→ PROBLEM STATEMENT: Find every line in the rows below that contains the word "collapsed", and copy each of those lines.

→ LISTED RECORDS:

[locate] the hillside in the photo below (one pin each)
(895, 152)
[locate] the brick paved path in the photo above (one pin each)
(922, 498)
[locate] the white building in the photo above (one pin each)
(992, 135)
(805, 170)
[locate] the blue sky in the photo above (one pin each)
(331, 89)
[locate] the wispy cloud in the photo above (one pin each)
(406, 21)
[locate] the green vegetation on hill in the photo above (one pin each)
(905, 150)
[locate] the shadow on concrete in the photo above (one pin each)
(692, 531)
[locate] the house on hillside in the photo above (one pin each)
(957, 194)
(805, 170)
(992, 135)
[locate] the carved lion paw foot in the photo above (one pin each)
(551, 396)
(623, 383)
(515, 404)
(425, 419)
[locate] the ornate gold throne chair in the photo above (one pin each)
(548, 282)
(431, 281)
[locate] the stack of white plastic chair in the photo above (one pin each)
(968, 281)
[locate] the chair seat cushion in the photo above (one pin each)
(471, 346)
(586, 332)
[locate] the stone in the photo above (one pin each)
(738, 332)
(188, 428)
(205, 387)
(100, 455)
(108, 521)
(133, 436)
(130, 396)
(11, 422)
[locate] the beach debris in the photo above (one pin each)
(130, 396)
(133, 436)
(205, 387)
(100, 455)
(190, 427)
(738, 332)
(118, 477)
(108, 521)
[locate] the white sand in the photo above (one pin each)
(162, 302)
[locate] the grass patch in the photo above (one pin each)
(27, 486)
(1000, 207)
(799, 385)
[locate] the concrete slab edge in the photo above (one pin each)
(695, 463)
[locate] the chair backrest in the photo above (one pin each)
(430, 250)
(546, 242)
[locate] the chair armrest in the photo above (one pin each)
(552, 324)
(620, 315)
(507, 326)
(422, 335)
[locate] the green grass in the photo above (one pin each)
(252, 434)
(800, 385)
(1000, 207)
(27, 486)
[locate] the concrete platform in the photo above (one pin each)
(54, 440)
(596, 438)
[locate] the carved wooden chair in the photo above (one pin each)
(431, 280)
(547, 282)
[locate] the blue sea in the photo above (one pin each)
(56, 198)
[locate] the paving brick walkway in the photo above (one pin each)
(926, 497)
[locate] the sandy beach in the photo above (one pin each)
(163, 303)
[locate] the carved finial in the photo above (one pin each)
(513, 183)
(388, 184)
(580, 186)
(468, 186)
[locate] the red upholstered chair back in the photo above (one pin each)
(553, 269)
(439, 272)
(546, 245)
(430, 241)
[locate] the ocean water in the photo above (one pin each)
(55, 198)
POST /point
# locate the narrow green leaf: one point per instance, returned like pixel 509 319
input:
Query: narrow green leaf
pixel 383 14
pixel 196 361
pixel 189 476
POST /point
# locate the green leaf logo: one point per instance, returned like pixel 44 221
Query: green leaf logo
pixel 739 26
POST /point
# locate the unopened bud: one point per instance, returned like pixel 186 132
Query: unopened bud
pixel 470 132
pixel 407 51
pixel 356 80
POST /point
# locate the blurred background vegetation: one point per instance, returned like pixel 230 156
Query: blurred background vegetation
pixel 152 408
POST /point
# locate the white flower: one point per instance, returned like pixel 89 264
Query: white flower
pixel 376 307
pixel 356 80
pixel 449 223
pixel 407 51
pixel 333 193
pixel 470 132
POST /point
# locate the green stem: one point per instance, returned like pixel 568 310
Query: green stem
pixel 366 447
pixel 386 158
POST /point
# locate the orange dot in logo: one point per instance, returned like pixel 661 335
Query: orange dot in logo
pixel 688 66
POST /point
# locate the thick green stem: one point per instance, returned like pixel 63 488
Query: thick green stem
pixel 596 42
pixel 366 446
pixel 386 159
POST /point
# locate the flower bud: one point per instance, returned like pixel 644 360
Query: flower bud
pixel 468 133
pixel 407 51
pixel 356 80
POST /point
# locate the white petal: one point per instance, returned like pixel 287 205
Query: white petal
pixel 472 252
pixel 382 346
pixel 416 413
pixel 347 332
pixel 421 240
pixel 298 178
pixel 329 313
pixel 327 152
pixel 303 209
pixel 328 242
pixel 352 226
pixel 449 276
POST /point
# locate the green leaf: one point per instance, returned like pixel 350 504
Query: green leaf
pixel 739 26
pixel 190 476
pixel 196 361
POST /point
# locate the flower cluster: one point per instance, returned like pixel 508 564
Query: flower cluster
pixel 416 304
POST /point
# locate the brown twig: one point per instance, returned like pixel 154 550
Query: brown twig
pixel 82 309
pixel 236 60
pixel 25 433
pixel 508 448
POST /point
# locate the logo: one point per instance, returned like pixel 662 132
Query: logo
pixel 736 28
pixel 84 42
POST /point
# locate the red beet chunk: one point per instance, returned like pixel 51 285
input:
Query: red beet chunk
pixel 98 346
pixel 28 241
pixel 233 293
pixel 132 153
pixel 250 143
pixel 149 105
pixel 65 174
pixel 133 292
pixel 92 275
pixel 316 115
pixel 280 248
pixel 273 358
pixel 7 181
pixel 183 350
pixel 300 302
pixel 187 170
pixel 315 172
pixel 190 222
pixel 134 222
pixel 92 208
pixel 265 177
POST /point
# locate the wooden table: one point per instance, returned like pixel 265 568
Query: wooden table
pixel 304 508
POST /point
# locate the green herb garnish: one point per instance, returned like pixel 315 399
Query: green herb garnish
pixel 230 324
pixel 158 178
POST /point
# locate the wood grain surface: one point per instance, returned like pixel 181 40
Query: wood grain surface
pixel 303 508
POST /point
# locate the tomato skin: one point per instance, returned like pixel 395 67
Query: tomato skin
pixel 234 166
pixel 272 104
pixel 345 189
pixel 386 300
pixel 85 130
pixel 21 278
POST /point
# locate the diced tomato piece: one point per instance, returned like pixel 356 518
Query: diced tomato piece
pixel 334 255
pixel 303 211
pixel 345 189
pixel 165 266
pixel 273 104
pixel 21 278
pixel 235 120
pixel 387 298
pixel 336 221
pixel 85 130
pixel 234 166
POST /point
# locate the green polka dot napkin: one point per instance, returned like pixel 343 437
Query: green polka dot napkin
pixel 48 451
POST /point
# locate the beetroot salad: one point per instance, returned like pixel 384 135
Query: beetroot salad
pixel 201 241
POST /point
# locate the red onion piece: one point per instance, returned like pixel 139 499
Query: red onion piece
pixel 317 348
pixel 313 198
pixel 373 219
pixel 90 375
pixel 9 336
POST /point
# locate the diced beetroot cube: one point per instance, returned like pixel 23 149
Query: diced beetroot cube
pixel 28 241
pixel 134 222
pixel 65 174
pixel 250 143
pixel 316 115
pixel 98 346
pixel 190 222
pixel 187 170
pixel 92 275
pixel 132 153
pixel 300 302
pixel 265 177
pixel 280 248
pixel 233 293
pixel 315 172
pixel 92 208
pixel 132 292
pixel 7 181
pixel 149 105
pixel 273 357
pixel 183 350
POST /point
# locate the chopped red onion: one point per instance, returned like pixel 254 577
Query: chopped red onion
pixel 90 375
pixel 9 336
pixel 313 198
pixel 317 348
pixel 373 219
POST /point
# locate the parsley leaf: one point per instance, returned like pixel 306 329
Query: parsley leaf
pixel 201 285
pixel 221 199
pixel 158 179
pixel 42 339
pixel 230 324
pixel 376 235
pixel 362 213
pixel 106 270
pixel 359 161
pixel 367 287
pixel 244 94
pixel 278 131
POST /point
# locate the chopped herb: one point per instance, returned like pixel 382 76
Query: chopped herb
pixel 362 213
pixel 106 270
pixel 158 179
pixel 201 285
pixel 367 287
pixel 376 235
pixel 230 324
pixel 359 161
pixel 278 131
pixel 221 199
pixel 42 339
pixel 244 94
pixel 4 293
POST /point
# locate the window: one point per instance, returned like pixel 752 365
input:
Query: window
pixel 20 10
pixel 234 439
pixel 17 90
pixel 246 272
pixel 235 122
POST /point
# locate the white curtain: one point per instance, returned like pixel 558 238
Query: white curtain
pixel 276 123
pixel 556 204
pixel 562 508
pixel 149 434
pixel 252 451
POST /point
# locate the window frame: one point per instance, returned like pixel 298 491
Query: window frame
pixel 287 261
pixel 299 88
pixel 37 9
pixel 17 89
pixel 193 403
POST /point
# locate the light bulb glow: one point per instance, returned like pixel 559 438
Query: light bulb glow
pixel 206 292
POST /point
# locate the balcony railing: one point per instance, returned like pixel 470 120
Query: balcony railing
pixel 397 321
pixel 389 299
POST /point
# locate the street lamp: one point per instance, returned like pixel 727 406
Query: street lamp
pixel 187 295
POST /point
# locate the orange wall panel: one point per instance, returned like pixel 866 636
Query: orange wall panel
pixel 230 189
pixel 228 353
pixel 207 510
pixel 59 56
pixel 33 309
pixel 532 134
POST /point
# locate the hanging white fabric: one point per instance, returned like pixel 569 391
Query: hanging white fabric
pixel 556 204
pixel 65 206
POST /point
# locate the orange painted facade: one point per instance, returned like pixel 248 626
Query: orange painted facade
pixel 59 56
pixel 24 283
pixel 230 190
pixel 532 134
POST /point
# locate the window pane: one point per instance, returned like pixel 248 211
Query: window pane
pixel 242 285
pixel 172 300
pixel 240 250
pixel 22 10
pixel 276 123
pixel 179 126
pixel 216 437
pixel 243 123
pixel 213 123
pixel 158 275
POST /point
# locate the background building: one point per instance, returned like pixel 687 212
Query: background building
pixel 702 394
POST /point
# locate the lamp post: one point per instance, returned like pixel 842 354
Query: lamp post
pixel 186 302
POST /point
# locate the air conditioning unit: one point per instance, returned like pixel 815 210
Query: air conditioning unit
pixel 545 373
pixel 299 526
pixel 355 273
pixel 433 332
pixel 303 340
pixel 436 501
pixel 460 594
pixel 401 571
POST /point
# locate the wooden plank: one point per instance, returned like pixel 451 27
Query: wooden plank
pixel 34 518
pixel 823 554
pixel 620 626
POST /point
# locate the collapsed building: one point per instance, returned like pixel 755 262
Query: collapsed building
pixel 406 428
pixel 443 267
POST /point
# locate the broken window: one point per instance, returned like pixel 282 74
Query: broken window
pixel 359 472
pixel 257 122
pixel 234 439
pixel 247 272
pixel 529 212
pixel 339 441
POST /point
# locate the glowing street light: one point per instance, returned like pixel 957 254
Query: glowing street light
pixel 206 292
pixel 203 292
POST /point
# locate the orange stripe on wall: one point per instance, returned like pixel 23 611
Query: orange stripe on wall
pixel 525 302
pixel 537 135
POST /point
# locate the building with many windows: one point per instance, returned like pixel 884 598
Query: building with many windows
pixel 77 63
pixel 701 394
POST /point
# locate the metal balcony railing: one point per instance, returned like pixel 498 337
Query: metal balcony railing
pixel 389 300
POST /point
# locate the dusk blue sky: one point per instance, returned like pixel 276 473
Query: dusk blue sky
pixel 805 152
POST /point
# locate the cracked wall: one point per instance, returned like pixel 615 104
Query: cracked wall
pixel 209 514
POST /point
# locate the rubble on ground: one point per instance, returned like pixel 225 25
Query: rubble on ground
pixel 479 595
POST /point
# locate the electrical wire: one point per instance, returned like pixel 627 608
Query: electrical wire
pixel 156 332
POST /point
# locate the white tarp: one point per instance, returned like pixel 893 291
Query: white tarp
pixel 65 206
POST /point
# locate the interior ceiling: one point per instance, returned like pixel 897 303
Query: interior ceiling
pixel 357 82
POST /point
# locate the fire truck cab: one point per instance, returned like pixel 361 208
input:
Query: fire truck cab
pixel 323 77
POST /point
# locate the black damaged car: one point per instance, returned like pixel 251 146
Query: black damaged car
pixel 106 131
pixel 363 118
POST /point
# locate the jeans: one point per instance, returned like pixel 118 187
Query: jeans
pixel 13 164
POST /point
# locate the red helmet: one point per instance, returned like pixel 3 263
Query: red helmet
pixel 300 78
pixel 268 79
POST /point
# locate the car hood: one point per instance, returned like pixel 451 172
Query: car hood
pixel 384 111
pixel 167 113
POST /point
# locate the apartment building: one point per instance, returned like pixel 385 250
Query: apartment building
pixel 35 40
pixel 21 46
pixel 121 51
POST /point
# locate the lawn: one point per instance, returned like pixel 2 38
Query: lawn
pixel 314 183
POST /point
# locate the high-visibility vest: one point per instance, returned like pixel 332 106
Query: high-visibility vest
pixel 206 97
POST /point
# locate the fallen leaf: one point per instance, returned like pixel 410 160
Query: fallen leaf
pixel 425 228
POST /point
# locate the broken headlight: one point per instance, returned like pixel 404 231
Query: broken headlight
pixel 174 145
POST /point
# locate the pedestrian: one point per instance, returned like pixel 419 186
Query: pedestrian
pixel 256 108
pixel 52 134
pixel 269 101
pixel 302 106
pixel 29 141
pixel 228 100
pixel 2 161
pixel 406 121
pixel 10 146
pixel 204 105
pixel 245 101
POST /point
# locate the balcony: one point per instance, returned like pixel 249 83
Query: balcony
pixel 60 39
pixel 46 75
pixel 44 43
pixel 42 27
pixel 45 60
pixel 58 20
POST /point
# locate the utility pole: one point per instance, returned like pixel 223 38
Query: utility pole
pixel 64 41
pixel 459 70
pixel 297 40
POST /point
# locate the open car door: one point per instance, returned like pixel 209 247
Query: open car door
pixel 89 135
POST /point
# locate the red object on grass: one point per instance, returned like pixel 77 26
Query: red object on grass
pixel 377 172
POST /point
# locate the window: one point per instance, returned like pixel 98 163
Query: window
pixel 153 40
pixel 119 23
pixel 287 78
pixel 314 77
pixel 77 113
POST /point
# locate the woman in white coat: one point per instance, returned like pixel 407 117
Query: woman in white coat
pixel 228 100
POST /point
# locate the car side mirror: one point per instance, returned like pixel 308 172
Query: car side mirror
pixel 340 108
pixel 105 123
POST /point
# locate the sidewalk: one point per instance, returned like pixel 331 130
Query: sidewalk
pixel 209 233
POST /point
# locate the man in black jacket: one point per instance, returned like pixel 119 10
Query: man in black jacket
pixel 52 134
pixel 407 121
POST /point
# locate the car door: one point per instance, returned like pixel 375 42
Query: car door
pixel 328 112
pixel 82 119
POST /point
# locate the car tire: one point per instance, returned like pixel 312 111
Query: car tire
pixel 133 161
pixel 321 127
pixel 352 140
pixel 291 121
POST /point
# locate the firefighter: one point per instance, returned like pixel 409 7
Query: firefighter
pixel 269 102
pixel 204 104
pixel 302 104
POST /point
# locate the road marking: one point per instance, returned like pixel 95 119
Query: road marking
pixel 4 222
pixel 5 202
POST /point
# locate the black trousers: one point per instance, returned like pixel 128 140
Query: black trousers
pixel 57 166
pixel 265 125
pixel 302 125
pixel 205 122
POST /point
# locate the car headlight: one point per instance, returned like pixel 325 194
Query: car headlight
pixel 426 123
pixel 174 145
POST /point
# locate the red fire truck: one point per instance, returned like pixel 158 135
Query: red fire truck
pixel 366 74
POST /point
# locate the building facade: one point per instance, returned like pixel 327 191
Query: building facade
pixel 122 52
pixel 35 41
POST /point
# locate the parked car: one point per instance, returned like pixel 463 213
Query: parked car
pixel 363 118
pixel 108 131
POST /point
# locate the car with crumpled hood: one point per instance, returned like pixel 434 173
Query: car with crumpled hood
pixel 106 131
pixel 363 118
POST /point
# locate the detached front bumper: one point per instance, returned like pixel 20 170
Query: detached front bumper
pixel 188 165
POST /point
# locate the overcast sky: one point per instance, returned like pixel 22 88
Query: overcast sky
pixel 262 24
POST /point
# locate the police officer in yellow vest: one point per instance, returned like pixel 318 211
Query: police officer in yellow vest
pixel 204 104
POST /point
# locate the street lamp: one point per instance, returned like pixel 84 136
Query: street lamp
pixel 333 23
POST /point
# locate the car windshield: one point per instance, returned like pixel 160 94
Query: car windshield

→ OUTPUT OF THE EXERCISE:
# locate the collapsed building: one point per instance, returned like pixel 755 262
Query: collapsed building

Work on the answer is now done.